§ What the exercise asks
The records below must be copied in full; omit the images.

*** Opening Recorded information ***

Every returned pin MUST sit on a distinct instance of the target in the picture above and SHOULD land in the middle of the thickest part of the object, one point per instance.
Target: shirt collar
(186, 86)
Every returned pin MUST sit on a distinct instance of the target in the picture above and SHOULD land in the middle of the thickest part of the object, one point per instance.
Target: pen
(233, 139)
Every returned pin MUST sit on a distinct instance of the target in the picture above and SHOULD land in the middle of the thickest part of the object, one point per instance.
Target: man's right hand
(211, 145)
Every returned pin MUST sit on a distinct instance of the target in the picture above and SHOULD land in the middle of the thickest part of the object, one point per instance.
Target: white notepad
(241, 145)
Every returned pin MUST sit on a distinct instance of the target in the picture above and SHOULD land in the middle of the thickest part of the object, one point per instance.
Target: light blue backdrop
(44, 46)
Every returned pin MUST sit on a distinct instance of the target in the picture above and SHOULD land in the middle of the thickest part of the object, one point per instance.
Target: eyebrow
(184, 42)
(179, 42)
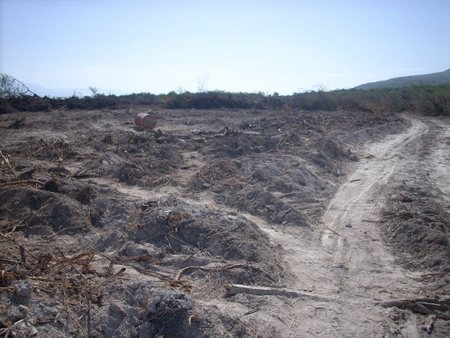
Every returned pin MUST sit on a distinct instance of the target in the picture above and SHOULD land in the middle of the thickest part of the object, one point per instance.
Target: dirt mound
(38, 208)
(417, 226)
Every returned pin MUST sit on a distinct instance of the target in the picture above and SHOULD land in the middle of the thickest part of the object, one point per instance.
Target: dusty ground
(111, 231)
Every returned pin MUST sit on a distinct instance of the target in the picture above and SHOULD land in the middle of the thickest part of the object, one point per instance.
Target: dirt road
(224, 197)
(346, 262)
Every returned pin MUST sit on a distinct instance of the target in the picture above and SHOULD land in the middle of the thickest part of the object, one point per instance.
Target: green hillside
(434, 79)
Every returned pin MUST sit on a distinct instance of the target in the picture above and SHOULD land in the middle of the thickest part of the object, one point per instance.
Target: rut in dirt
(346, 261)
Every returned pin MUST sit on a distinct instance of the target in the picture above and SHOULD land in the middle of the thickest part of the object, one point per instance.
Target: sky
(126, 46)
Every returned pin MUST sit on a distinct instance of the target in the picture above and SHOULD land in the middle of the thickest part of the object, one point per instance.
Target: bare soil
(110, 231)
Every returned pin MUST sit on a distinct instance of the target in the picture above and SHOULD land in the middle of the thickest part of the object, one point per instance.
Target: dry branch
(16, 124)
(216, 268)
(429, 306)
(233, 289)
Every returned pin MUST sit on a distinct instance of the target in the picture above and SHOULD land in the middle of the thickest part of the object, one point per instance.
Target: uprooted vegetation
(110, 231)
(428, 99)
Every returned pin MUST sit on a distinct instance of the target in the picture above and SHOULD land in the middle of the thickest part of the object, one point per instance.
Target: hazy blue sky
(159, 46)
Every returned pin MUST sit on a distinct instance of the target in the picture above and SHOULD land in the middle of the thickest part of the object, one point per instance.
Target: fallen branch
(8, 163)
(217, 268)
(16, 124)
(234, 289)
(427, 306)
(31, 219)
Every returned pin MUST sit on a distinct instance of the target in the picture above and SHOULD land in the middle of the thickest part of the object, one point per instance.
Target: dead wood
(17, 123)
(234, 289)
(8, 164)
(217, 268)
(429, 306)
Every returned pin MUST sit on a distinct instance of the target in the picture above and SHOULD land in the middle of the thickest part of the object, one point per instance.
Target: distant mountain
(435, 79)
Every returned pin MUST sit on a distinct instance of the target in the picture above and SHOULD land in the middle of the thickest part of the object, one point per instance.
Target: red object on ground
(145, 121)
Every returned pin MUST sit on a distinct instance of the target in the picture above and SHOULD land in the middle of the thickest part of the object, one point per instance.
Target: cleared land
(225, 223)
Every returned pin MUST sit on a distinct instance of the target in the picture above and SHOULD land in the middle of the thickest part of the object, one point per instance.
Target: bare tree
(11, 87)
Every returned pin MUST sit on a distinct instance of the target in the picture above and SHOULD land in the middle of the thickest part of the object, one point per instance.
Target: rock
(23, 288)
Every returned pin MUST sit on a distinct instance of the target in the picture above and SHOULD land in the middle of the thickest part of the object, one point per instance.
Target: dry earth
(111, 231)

*** Closing Recorded information ***

§ Result of the exercise
Every returned pin MUST sit on a distinct instance of the target in the picture above and SHOULD land in the middle of the thickest part of the object, one point per instance.
Target: shirt collar
(186, 86)
Every returned pin MUST sit on a distinct instance of the target in the picture above and SHOULD land in the middle of the thickest part of the object, one point per instance.
Target: pen
(233, 139)
Every returned pin MUST sit on a distinct instance of the target in the picture above and SHOULD land in the middle of the thickest part of the object, one point per instance.
Target: man's right hand
(211, 145)
Every returned pin MUST sit on a distinct instance of the target in the picture above and SHOULD land in the middle of the thickest part of the object, one point per instance.
Target: white notepad
(241, 145)
Every returned pin MUST sit on a distinct instance of the target in the picture above and SHOULD land in the middle of the thickest part of the object, one point per instance.
Target: light blue backdrop
(44, 46)
Every returned pin MUST sit on a distinct instance of the target in the picture above and SHOULD land in the middle of the thickest part of the object, one point per instance.
Target: eyebrow
(184, 42)
(179, 42)
Every returned pin MUST sit on a distinct instance of the target in the picture above and SHOULD land in the middle of the thickest part of the object, one point per instance.
Target: dirt mound
(38, 208)
(417, 226)
Every returned pin MUST sit on a distinct instance of the target in the picture above and SHOULD land in the middle of the thickest part of the object, one point per instance.
Target: dusty ground
(111, 231)
Every returned pin MUST sit on a distinct instance of the target in the picture above and SHOULD land in the middle of the thickest part of the object, one point per instance.
Target: dirt road
(224, 197)
(346, 262)
Every returned pin MUST sit on a distinct instance of the target in the picture above and SHOULD land in the middle of the thickest part of the object, one point per instance.
Target: green hillside
(434, 79)
Every returned pin MUST sit on a distinct instance of the target in the picture above and SHOULD land in the middle of the thickest part of the object, one point per instance.
Target: rut in dirt
(346, 261)
Every returned pin MUST sit on a distinct instance of the target in the picture above and SHOULD land in the middle of the thickest part of the object, one point per instance.
Target: sky
(126, 46)
Every returned pin MUST sit on a distinct instance of the target in the picture above and SHOULD land in the middle of the thickest part of the object, one point per instance.
Target: bare soil
(110, 231)
Every returned pin MUST sit on a distinct instance of the target in the picture above and SHOULD land in the middle of the thickest part of the object, one point per instance.
Target: dry branch
(16, 124)
(216, 268)
(429, 306)
(233, 289)
Every returned pin MUST sit on a distinct instance of the target in the picture above and SHOULD land in the middle of the thickest part of the object, one point per instance.
Target: uprooted vegetation
(110, 231)
(428, 99)
Every returned pin MUST sit on a distinct instance of the target in the picture above and SHOULD land in the middle of the thickest part of the object, one point per instance.
Target: hazy blue sky
(159, 46)
Every returned pin MUST sit on a distinct instance of the target in the picture above and SHOULD land in the middle of the thickest part of the object, one point per instance.
Target: fallen branch
(8, 163)
(217, 268)
(16, 124)
(234, 289)
(427, 306)
(31, 219)
Every returned pin MUST sit on a distinct instance of the target in the picture above and SHOULD land in the middle of the thickest part of the object, one point per instance.
Target: dead wood
(17, 123)
(234, 289)
(8, 164)
(217, 268)
(429, 306)
Every returned pin MUST sit on a distinct instance of the target in the picture above and SHOULD land in the middle of the thickest part of the object, one point per instance.
Target: distant mountain
(435, 79)
Every returned pin MUST sit on a distinct instance of the target in the picture above and SHOULD land in the middle of the thickest part of the object, one point per instance.
Target: red object on ground
(145, 121)
Every returned pin MUST sit on a distinct instance of the target in the picture above and SHOULD land in the middle of the thickest part of the object, one point per instance.
Target: cleared land
(225, 223)
Every returned pin MUST sit on a distinct instance of the target in the picture above and SHOULD land in the middle of the thickest part of the object, one point per instance.
Target: bare tree
(11, 87)
Every returned pin MUST sit on a distinct instance of the target in the picture above and SHOULD land in the middle of the thickest part of the object, one point per instance.
Target: rock
(23, 288)
Every returned pin MUST sit on a distinct instance of the target in the picture above and SHOULD land in the middle of the thickest part of the object, one point per instance.
Target: dry earth
(111, 231)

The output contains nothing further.